═════ Verilen Metin ═════
"Haziranda Ölmek Zor" İhtilalin Süvarisi Fethi Gürcan'ın Anısına
Yaşadığımız günden, tam 42 yıl önce, takvim yapraklarının 27 Haziran 1964 tarihini gösterdiği gün, şairin “Haziranda ölmek zor” dediği zamanda Ankara Merkez Cezaevi’nin avlusunda hummalı bir faaliyet vardı. Bu gece ihtilalin süvarisi Binbaşı Fethi Gürcan’ı idam edeceklerdi. Ankara sıkıyönetim komutanı Cemal Tural binlerce asker-polis ile yolları kesmiş ve başkentte adeta kuş uçurtmamacasına tedbirler almıştı. Aslında tarihsel kurgu hep böyle işler: Tarihimizin aydınlık yüzünü temsil eden insanlarımız idam edilirken, büyük korku duyanlar, gölgesinden çekinenler, ayakları birbirine karışanlar daima egemenler ve onların adına infazları yapan maşalar olmuştur. Korku onların işidir. Asiler her zaman korkusuz, haklı ve yiğittirler.
Asilik, başkaldırı kıldan ince kılıçtan keskin bir durumdur. Fethi Gürcan’ın asılıp Talat Aydemir’in bir hafta sonra asılması üzerine Aziz Nesin Yeni Tanin gazetesinde yazdığı “48 Saat Bekletilen Gemi” adlı makalesinde bu durumu çok açık bir şekilde anlatmaktadır.
“Mustafa Kemal’i düşünürüm, milletin kurtuluşu uğruna yalnız rütbelerini, nişanlarını saltanatın suratına çarpan değil, canını ortaya koyan Mustafa Kemal’i. Makam-ı Saltanat’ın elinde Mustafa Kemal’in idamı için ölüm fermanı vardır. Osmanlı Müslümanlığının en ulu, en yüce din adamı, Mustafa Kemal’in idamına fetva vermiştir. Biliyorum pek çokları şimdi söyleyeceklerime sinirlenecekler, kızacaklardır. Bir varsayım olarak şöyle tasarlıyorum. İdamına fetva verilmiş Mustafa Kemal’i padişahçı ve emperyalist uşağı Kuvva-i İnzibatiye ele geçirip yakalamış olsaydı. Mithat Paşa’yı hapsettiği gemiyi de İstanbul limanında 48 saat bekleten Sultan Abdülhamit gibi, Sultan Vahdettin de Mustafa Kemal’i darağacına göndermeden, bakalım ne olacak diye 48 saat, 48 gün, 48 hafta bekletseydi, ne olurdu dersiniz? Toplumumuz Mithat Paşa dönemi sağırlığından bugün ne oranda bir duyarlılığa gelmiştir? Sağır bir ortam… Ama gerçek ulusseverler ortamın sağırlığına kızmazlar, bilinçle duyarlı bir ortam yaratmak için yine de çalışırlar.”
═════ Veriler ═════
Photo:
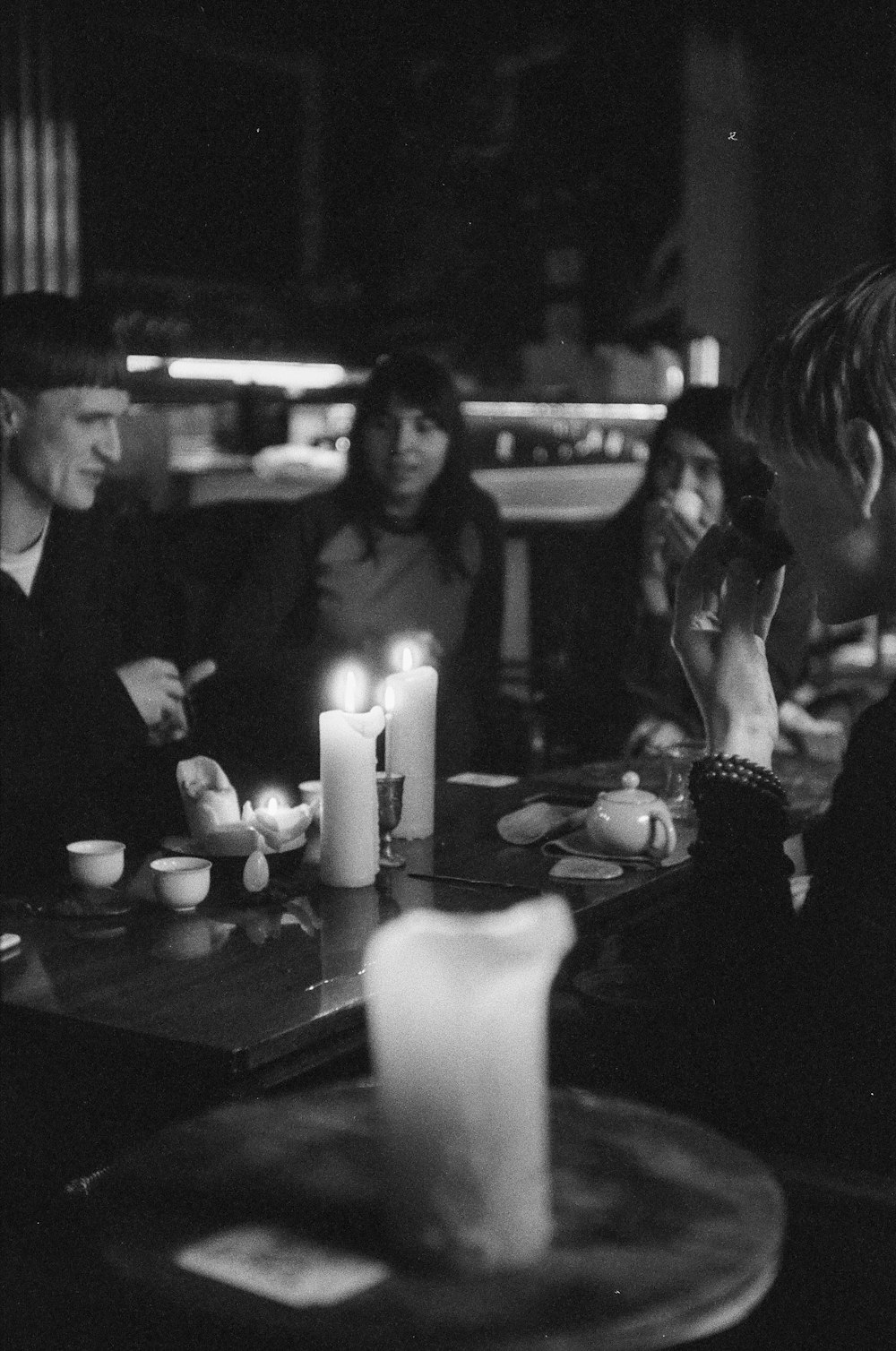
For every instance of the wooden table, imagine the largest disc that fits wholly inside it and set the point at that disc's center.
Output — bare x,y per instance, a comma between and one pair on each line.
111,1029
═════
Yapılacak Görevler
A. Aşağıdaki ifadelerin Fethi Gürcan metniyle örtüşüp örtüşmediğini belirtin. Her biri için evet ya da hayır yazın ve karara dayanak olan sözleri metinden aynen alıntılayın: (i) İdam gecesi Ankara'da yolları kesen sıkıyönetim komutanı Cemal Tural'dır. (ii) Talat Aydemir, Fethi Gürcan'dan bir hafta önce asılmıştır. (iii) Aziz Nesin'in "48 Saat Bekletilen Gemi" adlı makalesi Yeni Tanin gazetesinde yayımlanmıştır.
B. Fethi Gürcan metnini bıraktığı noktadan itibaren sürdürün.

Görev Çıktıları
A.
(i) Evet: "Ankara sıkıyönetim komutanı Cemal Tural binlerce asker-polis ile yolları kesmiş"
(ii) Hayır: "Fethi Gürcan’ın asılıp Talat Aydemir’in bir hafta sonra asılması üzerine"
(iii) Evet: "Aziz Nesin Yeni Tanin gazetesinde yazdığı"

B.
O gece, Binbaşı Fethi Gürcan Mamak’taki askeri cezaevinden alınırken, hücrede son akşam yemeğini birlikte yediği silah arkadaşları Yarbay Osman Deniz ve Üsteğmen Erol Dinçer ile vedalaştı. Haklarını birbirlerine helal ettiler. Sonra Nizamiyede bekletilen bir ambulansa gizlice bindirilerek Ankara Merkez Cezaevi’ne getirildi. Her zaman olduğu gibi sakin, başı dik ve gözlerinden hiç eksik olmayan gülümsemesiyle yetkililerden kalem kâğıt ve bir sigara istedi. “Canı karısına ve yavrularına” son veda mektubunu yazdı. Onları “Önce Allah’a, sonra da asil Türk Milleti’ne emanet ediyordu”. Mektubu zarfa yerleştirdikten sonra sigarasını bitirdi ve korkusuzca sehpaya yürüdü. Darağacının altında
“Vatan ve millet sağ olsun” diye haykırdıktan sonra, işi cellâda bırakmayarak sandalyeye tekmeyi vurdu ve sonsuzluğa doğru bir yıldız gibi aktı gitti.
“Rüzgâr kanatlı atlı” dörtnala giden atların köpüklü boynuna bir daha yatmayacaktı. Saatler 3.30’u gösteriyordu.
Devrimci süvari binbaşının cebinden 235 kuruş, iki paket subay sigarası bir de çakmak çıkmıştı. Geride imkânsızlıklar içinde genç bir anne, 18 yaşında Gülderen, 15 yaşında Ömer, 12 yaşında Öner ve 2,5 yaşında Sema adlı yavruları kalmıştı. Sabaha karşı Esma hanımefendinin çocukları ile oturdukları evin kapısının altında küçük bir pusula atıldı. Kâğıtta “Binbaşı’mı bu sabaha karşı öldürdüler, başınız sağ olsun” yazılıydı.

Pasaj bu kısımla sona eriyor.